* Passage
--- START ---

Paul Williams is a legendary songwriter. He’s won three Grammy Awards (plus an Oscar and a Golden Globe), worked with everyone from Barbra Streisand to Kermit the Frog, and, more recently, collaborated with electronic powerhouse Daft Punk. But, as he tells Oprah on “Super Soul Sunday,” not all of his musical hits seemed destined for such success.

One of those songs was “We’ve Only Just Begun,” made famous in 1970 by The Carpenters. But before the chart-topping brother-sister duo sang the sweet single, Williams had written the lyrics for a very different purpose: a commercial for a San Francisco bank.

The commercial for The Crocker Bank featured a montage of a young couple getting married, set to Williams’ jingle.

We’ve only just begun to live
White lace and promises
A kiss for luck and we’re on our way

Before the risin’ sun, we fly
So many roads to choose
We’ll start out walkin’ and learn to run
And yes, we’ve just begun

At the end of the commercial, a tag line tied it all back to the bank: “You’ve got a long way to go. We’d like to help you get there.”

“[‘We’ve Only Just Begun’] had all the romantic beginnings of a bank commercial,” Williams tells Oprah in the above video. “Roger Nichols and I expanded it as a complete song and never in our wildest dreams imagined it would be a hit. And then an angel sang it. When Karen Carpenter sings your songs, you are blessed.”

The same sentiment could be said for Barbra Streisand, who sang Williams’ “Evergreen.” The hit from “A Star Is Born” won the Oscar for Best Original Song in 1977. Being on stage with Streisand to accept the award back then was another particularly surreal experience for Williams.

--- END ---

* Supplied information
--- START ---

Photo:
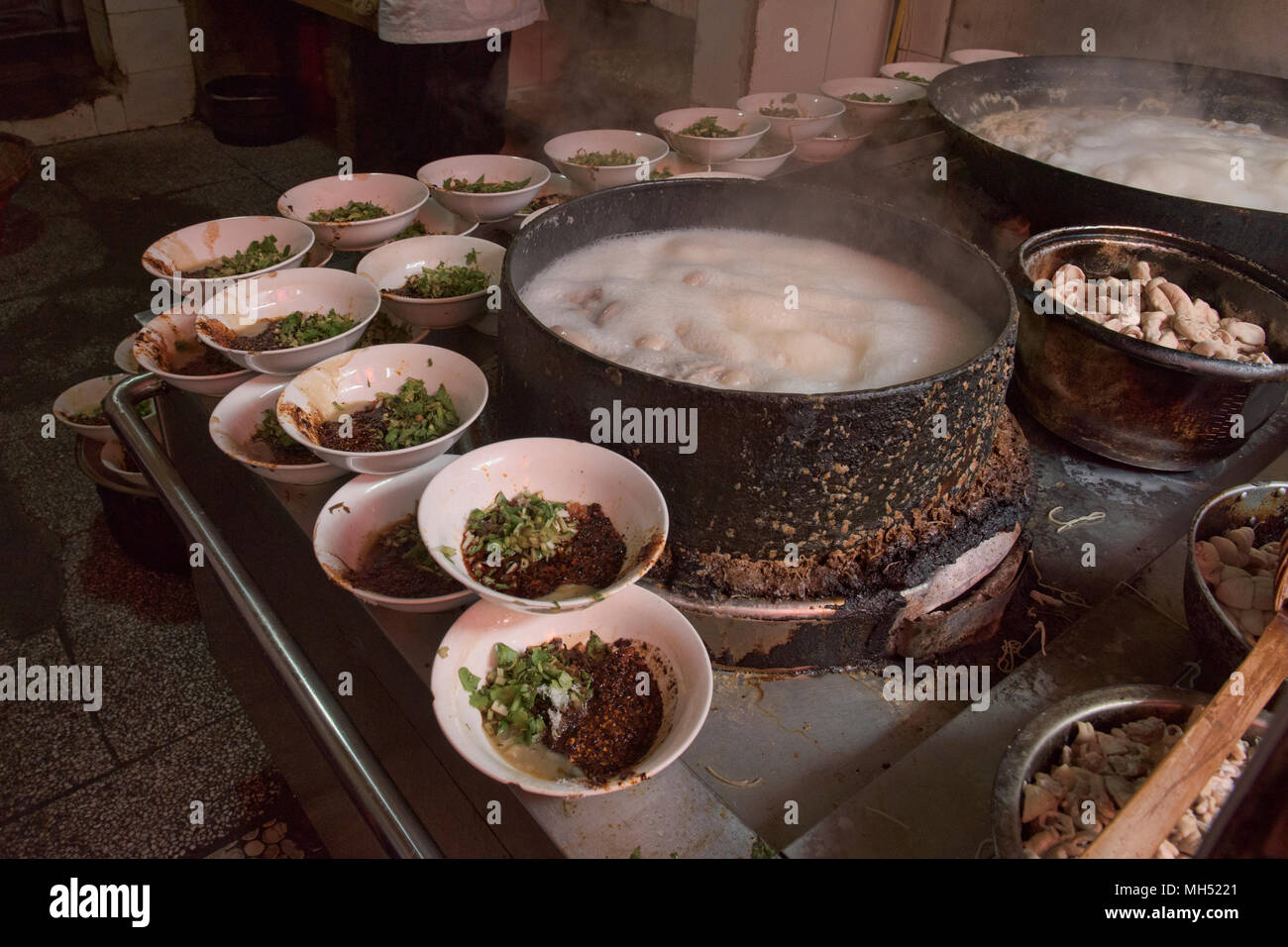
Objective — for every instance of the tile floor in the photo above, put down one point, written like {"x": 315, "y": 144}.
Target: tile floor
{"x": 119, "y": 781}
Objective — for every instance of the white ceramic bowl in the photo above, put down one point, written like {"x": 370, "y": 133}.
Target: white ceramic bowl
{"x": 490, "y": 167}
{"x": 717, "y": 174}
{"x": 681, "y": 671}
{"x": 417, "y": 333}
{"x": 438, "y": 221}
{"x": 868, "y": 116}
{"x": 759, "y": 167}
{"x": 233, "y": 421}
{"x": 558, "y": 184}
{"x": 155, "y": 344}
{"x": 709, "y": 151}
{"x": 397, "y": 193}
{"x": 922, "y": 69}
{"x": 198, "y": 245}
{"x": 389, "y": 266}
{"x": 239, "y": 308}
{"x": 647, "y": 149}
{"x": 677, "y": 163}
{"x": 360, "y": 376}
{"x": 85, "y": 395}
{"x": 565, "y": 472}
{"x": 124, "y": 356}
{"x": 835, "y": 145}
{"x": 965, "y": 56}
{"x": 362, "y": 509}
{"x": 114, "y": 459}
{"x": 816, "y": 114}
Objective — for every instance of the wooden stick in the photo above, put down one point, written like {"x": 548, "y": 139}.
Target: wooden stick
{"x": 1157, "y": 806}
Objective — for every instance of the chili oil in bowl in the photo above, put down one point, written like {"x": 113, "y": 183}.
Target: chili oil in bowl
{"x": 544, "y": 525}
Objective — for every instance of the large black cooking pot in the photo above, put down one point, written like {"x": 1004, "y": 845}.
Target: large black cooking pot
{"x": 1051, "y": 196}
{"x": 768, "y": 470}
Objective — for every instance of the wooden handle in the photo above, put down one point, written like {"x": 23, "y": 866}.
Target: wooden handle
{"x": 1157, "y": 806}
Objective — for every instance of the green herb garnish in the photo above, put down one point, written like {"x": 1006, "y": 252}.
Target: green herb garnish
{"x": 406, "y": 531}
{"x": 482, "y": 187}
{"x": 528, "y": 527}
{"x": 708, "y": 128}
{"x": 295, "y": 330}
{"x": 349, "y": 213}
{"x": 509, "y": 693}
{"x": 259, "y": 254}
{"x": 597, "y": 158}
{"x": 445, "y": 281}
{"x": 269, "y": 431}
{"x": 413, "y": 416}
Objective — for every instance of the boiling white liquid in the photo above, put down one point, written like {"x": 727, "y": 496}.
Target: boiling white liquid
{"x": 1170, "y": 155}
{"x": 709, "y": 307}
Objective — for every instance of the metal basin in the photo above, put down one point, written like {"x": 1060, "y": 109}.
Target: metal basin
{"x": 1037, "y": 746}
{"x": 769, "y": 470}
{"x": 1129, "y": 399}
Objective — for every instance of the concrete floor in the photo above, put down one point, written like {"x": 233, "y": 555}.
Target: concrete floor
{"x": 119, "y": 781}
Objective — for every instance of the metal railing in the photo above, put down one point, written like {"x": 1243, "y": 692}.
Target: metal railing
{"x": 369, "y": 785}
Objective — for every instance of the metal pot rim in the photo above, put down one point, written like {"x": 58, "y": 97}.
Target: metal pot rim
{"x": 1022, "y": 754}
{"x": 1193, "y": 536}
{"x": 944, "y": 82}
{"x": 553, "y": 218}
{"x": 1144, "y": 351}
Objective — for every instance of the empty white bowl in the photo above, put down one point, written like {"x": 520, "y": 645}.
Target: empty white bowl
{"x": 836, "y": 144}
{"x": 438, "y": 221}
{"x": 761, "y": 166}
{"x": 359, "y": 376}
{"x": 815, "y": 112}
{"x": 645, "y": 149}
{"x": 925, "y": 72}
{"x": 389, "y": 266}
{"x": 355, "y": 517}
{"x": 681, "y": 671}
{"x": 114, "y": 459}
{"x": 493, "y": 169}
{"x": 84, "y": 397}
{"x": 397, "y": 193}
{"x": 155, "y": 346}
{"x": 244, "y": 307}
{"x": 233, "y": 421}
{"x": 200, "y": 245}
{"x": 709, "y": 151}
{"x": 675, "y": 165}
{"x": 868, "y": 116}
{"x": 964, "y": 56}
{"x": 563, "y": 472}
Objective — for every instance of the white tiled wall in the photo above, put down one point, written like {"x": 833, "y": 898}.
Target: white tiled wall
{"x": 146, "y": 43}
{"x": 925, "y": 30}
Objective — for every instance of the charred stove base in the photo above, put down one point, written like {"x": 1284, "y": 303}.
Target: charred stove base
{"x": 944, "y": 590}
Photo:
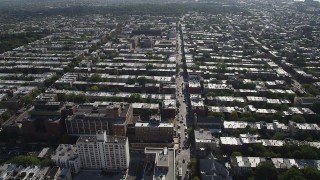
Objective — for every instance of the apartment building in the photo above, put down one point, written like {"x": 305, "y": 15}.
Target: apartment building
{"x": 100, "y": 151}
{"x": 154, "y": 131}
{"x": 67, "y": 156}
{"x": 89, "y": 119}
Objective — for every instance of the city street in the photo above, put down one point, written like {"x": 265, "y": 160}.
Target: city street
{"x": 183, "y": 154}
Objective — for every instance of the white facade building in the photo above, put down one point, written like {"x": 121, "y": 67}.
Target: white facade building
{"x": 110, "y": 153}
{"x": 66, "y": 155}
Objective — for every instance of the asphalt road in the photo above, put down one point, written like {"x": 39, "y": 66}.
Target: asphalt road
{"x": 183, "y": 154}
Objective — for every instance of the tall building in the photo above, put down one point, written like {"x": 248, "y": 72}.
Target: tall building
{"x": 154, "y": 130}
{"x": 110, "y": 153}
{"x": 66, "y": 156}
{"x": 113, "y": 118}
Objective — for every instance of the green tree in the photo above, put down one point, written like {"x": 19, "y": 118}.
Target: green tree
{"x": 236, "y": 153}
{"x": 135, "y": 97}
{"x": 298, "y": 119}
{"x": 172, "y": 120}
{"x": 46, "y": 162}
{"x": 95, "y": 78}
{"x": 278, "y": 136}
{"x": 50, "y": 81}
{"x": 316, "y": 107}
{"x": 6, "y": 115}
{"x": 27, "y": 99}
{"x": 25, "y": 160}
{"x": 266, "y": 170}
{"x": 292, "y": 174}
{"x": 234, "y": 116}
{"x": 131, "y": 81}
{"x": 192, "y": 166}
{"x": 94, "y": 88}
{"x": 311, "y": 173}
{"x": 142, "y": 80}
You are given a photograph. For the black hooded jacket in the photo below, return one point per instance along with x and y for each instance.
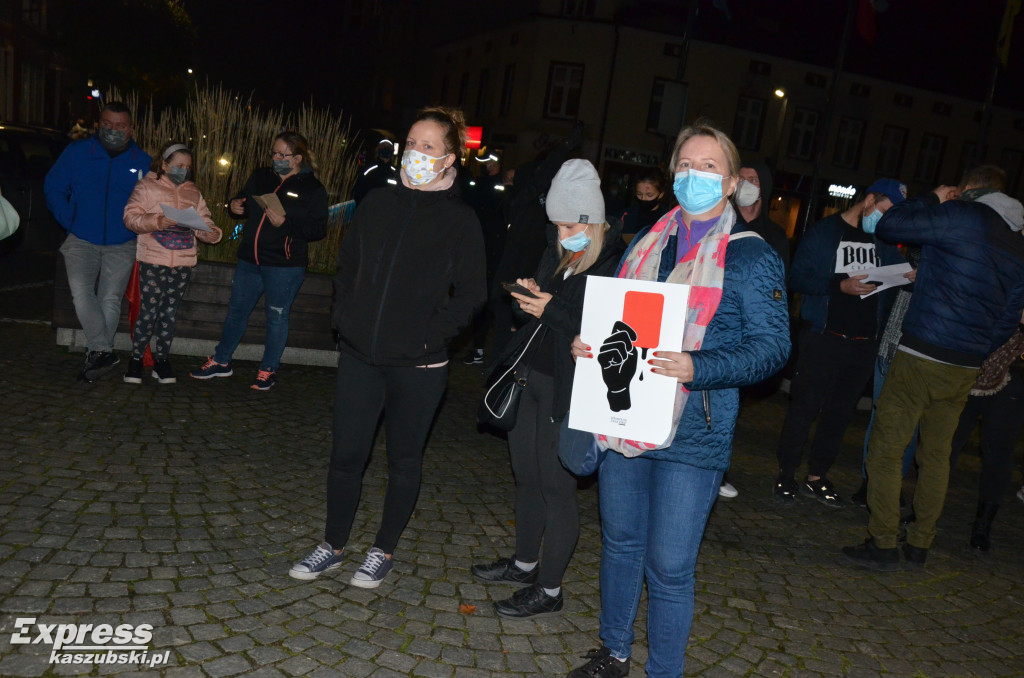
(562, 315)
(762, 225)
(411, 274)
(304, 200)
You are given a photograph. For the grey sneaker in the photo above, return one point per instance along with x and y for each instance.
(374, 569)
(321, 560)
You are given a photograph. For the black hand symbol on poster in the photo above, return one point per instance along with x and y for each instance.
(617, 357)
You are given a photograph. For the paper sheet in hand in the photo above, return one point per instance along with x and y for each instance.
(655, 312)
(891, 276)
(187, 217)
(270, 202)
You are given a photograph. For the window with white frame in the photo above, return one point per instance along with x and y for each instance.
(749, 122)
(564, 90)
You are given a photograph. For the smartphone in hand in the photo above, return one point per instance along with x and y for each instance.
(519, 289)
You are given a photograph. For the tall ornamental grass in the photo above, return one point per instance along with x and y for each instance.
(230, 137)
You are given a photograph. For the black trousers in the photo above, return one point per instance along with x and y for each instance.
(1001, 418)
(409, 397)
(830, 376)
(545, 493)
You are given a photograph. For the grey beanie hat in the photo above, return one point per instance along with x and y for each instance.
(574, 196)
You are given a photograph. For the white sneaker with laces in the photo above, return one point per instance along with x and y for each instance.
(726, 491)
(374, 569)
(321, 560)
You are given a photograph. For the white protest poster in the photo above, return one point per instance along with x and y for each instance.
(624, 322)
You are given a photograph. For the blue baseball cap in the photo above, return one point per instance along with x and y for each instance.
(892, 188)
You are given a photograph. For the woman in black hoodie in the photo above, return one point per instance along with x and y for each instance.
(546, 501)
(411, 274)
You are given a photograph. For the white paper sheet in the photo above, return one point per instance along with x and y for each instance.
(187, 217)
(648, 417)
(892, 276)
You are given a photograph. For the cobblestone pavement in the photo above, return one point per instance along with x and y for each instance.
(183, 506)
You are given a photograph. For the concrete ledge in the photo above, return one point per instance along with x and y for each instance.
(75, 340)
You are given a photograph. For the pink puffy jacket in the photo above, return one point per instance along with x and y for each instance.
(142, 211)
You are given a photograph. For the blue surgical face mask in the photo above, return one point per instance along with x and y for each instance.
(577, 242)
(177, 174)
(697, 192)
(870, 221)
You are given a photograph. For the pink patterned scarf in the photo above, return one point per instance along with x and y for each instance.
(704, 269)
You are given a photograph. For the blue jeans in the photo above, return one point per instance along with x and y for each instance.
(911, 448)
(652, 518)
(280, 284)
(97, 276)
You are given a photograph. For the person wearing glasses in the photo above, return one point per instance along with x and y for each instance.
(272, 254)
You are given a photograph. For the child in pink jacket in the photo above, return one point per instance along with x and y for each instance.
(166, 253)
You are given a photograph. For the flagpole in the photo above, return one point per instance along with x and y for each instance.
(829, 112)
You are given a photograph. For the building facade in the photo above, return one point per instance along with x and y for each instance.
(526, 83)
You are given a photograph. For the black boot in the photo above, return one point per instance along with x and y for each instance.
(983, 525)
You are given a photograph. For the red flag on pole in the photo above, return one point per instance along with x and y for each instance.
(134, 295)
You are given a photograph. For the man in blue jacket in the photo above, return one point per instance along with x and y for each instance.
(968, 300)
(839, 339)
(87, 189)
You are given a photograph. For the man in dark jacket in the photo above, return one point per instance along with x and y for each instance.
(753, 204)
(87, 189)
(839, 340)
(968, 300)
(378, 174)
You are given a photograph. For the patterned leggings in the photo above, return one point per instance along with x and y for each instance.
(163, 288)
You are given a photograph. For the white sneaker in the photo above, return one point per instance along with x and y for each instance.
(374, 569)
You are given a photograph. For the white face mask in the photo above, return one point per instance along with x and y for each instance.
(747, 194)
(419, 167)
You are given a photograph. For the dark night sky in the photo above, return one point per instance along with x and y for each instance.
(288, 51)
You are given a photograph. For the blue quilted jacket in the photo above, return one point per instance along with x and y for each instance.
(747, 341)
(970, 288)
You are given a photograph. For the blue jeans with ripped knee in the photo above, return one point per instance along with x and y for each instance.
(280, 285)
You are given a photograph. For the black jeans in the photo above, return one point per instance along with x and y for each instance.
(545, 493)
(1001, 418)
(830, 376)
(409, 397)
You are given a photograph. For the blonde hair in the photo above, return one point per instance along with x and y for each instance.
(704, 127)
(590, 255)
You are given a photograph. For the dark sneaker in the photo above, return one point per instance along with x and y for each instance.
(529, 601)
(163, 374)
(822, 491)
(97, 364)
(914, 556)
(859, 498)
(503, 570)
(374, 569)
(134, 373)
(474, 357)
(264, 380)
(601, 665)
(870, 556)
(212, 369)
(321, 560)
(785, 490)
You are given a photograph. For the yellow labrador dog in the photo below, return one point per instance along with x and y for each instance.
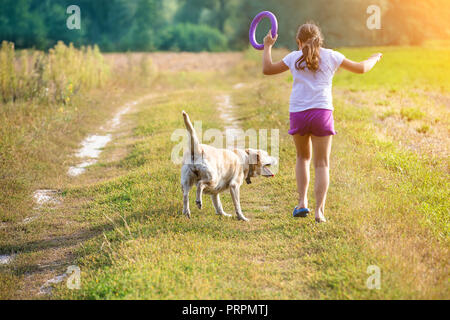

--- END ---

Continue the Paul Williams article from its last sentence.

“You’re walking on that stage and you’re looking out, [and] there’s Kirk Douglas. There’s Burt Lancaster. There’s all these people who are these iconic greats,” he recalls. “Someplace back inside all the charm and all the wit and all the ‘aren’t I just wonderful up here on this stage?’ is a little piece of Paulie that goes, ‘You don’t belong here.'”

This sense of unworthiness is what Williams says drove him to drink. (He also says that one powerful act of love pulled him back from rock bottom.) Now sober, the songwriter believes that none of his professional successes measure up against the meaningful connection he’s built with other alcoholics.

“The reward for that [professional achievement] is incomparable to the reward of talking to another alcoholic and knowing that we’re both giving each other added breath, added life, in the exchange of recognizing a higher power working through both of us in this moment,” Williams says. “I have never felt more useful in my life. I would not trade a day of this for all of that.”